TEXT BLOCK
We can use terraform output to obtain the client id of the user assigned managed identity we created. This is required for later use with the service account creation.

output "aks_uai_client_id" {
  value = azurerm_user_assigned_identity.aks.client_id
}

Once the terrafomr code is deployed and the AKS cluster is created we can use kubectl to create the service account as shown below.

apiVersion: v1
kind: ServiceAccount
metadata:
  annotations:
    azure.workload.identity/client-id: userassignedidentitycientid #${USER_ASSIGNED_CLIENT_ID}$ # user Assigned identity client ID (aks_uai_client_id output from Terraform)
    azure.workload.identity/tenant-id: tenantid #${AZURE_TENANT_ID}$ # Azure tenant id
    # azure.workload.identity/service-account-token-expiration: "3600" # Default is 3600. Supported range is 3600-86400. Configure to avoid down time in token refresh. Setting in Pod spec takes precedence.
  name: wi-demo-sa
  namespace: widemo

We can deploy our application pods enabling use of workload identity as shown below in pod template.

template:
    metadata:
      labels:
        app: wi-api
        service: wi-api
        azure.workload.identity/use: "true" # Required to make the contianers in the pod to use the workload identity
      # annotations:
      #   azure.workload.identity/service-account-token-expiration: "3600" # Configure to avoid down time in token refresh. Takes precedence over servie acount setting. Default 3600, acceptable range: seconds 3600 - 86400.

Named-object pointing records

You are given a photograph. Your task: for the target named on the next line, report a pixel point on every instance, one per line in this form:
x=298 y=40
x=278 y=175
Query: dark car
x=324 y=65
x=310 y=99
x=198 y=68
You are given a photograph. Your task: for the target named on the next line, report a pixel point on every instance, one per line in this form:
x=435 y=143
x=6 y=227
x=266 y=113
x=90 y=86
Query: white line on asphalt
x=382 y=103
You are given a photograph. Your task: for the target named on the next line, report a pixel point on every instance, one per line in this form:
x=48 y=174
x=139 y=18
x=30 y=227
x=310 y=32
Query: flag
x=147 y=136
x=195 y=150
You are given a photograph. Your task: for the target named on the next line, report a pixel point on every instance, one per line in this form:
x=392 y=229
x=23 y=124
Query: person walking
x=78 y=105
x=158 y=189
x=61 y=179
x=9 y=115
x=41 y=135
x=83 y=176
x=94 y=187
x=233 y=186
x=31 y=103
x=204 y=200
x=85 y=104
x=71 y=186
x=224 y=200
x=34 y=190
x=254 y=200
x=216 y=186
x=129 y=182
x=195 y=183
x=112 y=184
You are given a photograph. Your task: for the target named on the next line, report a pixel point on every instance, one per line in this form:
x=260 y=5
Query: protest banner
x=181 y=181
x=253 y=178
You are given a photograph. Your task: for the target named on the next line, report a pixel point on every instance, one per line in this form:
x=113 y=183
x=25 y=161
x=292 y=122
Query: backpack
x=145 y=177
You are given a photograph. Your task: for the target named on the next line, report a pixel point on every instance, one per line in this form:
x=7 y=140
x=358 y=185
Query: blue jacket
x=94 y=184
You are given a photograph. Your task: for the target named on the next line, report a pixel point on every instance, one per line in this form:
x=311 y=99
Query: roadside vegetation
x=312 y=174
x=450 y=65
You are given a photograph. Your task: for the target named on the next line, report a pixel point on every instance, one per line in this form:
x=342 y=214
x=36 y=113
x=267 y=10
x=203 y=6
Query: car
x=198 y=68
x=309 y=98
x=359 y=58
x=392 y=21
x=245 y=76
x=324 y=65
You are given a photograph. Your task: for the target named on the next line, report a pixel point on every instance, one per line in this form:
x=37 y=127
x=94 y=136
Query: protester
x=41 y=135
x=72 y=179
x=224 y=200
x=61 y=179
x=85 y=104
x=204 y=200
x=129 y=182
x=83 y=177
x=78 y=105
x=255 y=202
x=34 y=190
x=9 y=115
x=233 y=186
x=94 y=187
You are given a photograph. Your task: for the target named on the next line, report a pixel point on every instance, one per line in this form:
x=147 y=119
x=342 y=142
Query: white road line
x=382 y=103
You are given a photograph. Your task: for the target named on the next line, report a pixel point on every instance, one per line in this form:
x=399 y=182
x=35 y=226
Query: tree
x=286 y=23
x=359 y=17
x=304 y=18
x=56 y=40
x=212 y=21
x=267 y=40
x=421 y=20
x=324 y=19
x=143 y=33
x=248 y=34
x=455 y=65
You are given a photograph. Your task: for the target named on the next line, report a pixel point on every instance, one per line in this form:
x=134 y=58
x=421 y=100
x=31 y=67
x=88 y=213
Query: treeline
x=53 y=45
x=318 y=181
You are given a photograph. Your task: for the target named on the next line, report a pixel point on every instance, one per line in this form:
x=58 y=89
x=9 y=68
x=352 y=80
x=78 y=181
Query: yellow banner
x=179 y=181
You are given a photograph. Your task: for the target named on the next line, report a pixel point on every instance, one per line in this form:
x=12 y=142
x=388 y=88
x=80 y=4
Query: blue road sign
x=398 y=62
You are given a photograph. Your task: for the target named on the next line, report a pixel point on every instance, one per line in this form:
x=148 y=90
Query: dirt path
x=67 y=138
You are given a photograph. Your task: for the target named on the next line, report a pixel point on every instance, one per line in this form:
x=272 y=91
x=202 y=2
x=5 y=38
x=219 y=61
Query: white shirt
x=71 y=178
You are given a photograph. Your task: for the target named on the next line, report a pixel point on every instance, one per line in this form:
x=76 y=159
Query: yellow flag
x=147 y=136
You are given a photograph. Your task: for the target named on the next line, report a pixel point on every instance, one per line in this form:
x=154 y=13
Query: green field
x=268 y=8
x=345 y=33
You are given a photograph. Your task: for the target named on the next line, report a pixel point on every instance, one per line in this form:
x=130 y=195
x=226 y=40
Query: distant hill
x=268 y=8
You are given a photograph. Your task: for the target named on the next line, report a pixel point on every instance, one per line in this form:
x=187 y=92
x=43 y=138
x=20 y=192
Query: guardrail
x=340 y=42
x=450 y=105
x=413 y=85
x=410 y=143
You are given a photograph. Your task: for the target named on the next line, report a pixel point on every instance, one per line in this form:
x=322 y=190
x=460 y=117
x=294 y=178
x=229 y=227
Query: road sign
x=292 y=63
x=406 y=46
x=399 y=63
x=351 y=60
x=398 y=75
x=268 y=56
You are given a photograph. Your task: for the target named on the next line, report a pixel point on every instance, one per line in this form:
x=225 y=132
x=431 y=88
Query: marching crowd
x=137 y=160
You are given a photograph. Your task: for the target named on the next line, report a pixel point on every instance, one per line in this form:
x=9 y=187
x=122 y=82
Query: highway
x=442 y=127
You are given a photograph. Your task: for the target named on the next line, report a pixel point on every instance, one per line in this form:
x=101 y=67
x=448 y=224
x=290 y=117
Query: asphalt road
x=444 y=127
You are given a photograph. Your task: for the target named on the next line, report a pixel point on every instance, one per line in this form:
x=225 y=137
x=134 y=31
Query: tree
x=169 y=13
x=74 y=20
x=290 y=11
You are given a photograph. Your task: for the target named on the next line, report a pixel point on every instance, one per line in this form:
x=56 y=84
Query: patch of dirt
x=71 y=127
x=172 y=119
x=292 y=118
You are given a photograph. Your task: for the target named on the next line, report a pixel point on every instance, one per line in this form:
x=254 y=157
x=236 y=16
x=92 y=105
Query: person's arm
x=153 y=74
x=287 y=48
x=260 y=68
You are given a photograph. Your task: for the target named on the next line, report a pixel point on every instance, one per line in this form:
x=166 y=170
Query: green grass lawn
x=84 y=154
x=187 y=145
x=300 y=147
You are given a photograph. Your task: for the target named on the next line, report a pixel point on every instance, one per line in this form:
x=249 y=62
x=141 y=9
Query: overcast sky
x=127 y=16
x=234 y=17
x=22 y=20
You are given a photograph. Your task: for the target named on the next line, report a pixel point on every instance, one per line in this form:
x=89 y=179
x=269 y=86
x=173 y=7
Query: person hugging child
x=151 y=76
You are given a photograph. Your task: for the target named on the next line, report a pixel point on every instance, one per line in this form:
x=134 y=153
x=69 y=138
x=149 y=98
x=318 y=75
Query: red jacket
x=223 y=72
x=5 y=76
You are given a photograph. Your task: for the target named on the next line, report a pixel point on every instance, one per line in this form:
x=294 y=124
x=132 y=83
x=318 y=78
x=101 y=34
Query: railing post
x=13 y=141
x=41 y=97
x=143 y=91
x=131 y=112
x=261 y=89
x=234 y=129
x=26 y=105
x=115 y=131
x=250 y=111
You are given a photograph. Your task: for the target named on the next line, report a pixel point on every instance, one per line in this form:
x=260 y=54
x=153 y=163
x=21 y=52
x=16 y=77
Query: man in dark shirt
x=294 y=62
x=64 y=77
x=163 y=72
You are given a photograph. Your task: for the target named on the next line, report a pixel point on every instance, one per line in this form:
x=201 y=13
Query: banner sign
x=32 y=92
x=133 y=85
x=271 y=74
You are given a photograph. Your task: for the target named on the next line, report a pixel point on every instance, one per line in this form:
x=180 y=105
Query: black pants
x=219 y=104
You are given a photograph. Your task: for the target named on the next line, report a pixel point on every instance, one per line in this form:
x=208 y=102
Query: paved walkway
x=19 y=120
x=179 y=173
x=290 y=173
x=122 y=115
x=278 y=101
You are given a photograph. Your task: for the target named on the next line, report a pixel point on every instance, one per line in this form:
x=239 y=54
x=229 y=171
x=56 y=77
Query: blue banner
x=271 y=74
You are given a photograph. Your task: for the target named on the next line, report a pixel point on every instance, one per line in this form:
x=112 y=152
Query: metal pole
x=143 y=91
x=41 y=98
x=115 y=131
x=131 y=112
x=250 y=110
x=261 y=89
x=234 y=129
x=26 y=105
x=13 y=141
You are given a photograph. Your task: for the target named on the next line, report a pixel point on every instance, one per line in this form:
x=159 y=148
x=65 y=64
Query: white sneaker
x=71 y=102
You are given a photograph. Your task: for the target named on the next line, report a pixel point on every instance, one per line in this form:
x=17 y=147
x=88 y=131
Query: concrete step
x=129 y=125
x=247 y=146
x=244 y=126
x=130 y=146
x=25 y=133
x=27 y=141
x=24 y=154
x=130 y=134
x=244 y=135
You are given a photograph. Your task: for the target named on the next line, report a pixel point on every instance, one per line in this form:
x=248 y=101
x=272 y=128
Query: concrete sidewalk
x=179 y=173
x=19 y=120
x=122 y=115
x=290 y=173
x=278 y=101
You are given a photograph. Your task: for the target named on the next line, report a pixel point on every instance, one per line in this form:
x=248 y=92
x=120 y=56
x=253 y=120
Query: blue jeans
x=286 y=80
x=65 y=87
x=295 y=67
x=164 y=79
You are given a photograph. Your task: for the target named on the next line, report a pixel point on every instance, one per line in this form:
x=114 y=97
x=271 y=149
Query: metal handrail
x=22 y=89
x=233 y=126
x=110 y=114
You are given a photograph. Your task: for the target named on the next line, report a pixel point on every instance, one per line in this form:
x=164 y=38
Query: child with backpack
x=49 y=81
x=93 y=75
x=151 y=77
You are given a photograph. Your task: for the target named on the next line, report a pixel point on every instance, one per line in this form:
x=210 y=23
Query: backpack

---

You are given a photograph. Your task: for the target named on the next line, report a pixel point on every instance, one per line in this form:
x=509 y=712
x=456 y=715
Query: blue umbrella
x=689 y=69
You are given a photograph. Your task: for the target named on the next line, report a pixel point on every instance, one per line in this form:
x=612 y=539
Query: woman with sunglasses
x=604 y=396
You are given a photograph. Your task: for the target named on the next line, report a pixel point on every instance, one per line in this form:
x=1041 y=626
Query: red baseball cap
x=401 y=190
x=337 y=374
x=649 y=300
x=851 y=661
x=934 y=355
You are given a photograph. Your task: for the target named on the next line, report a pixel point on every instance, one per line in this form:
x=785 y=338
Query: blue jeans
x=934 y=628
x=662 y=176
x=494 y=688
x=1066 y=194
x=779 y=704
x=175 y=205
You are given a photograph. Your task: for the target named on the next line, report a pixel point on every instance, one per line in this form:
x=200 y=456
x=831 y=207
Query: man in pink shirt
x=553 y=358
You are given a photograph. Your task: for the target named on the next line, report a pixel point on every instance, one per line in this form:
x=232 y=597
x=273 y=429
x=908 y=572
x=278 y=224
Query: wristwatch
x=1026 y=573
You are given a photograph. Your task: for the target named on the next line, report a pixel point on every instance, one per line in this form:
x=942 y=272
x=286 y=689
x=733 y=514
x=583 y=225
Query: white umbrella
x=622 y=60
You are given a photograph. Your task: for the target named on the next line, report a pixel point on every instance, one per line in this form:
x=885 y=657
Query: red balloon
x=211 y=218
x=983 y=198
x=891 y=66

OBJECTIVES
- A) Return each line of the records that contains the word "green".
- B) Write what comes next in the AKS workload identity text, picking up right after its last line.
The AKS workload identity text and the records have no connection to each other.

ANSWERS PER TASK
- A)
Query: green field
Query: green grass lawn

- B)
      #   azure.workload.identity/skip-containers: "container1:container2" # Containers o skip using workload identity. By default all containers in pod will use workload identity when pod is labeled with azure.workload.identity/use: true 
      #   azure.workload.identity/inject-proxy-sidecar: "true" # Default true. The proxy sidecar is used to intercept token requests to IMDS (Azure Instance Metadata Service) and acquire an AAD token on behalf of the user with federated identity credential.
      #   azure.workload.identity/proxy-sidecar-port: "8000" # Port of the proxy sidecar. Default 8000
    spec:
      serviceAccountName: wi-demo-sa # Service account (see aks_manifests\prerequisites\k8s.yaml) will provide identity to the pod https://azure.github.io/azure-workload-identity/docs/concepts.html

A full example deployment is below.

apiVersion: apps/v1
kind: Deployment
metadata:
  name: wi-api
  namespace: widemo
  labels:
    app: wi-api
spec:
  strategy:
    type: RollingUpdate
    rollingUpdate:
      maxSurge: 50%
      maxUnavailable: 25%
  minReadySeconds: 0
  selector:
    matchLabels:
      service: wi-api
  template:
    metadata:
      labels:
        app: wi-api
        service: wi-api
        azure.workload.identity/use: "true" # Required to make the contianers in the pod to use the workload identity
      # annotations:
      #   azure.workload.identity/service-account-token-expiration: "3600" # Configure to avoid down time in token refresh. Takes precedence over servie acount setting. Default 3600, acceptable range: seconds 3600 - 86400.
      #   azure.workload.identity/skip-containers: "container1:container2" # Containers o skip using workload identity. By default all containers in pod will use workload identity when pod is labeled with azure.workload.identity/use: true 
      #   azure.workload.identity/inject-proxy-sidecar: "true" # Default true. The proxy sidecar is used to intercept token requests to IMDS (Azure Instance Metadata Service) and acquire an AAD token on behalf of the user with federated identity credential.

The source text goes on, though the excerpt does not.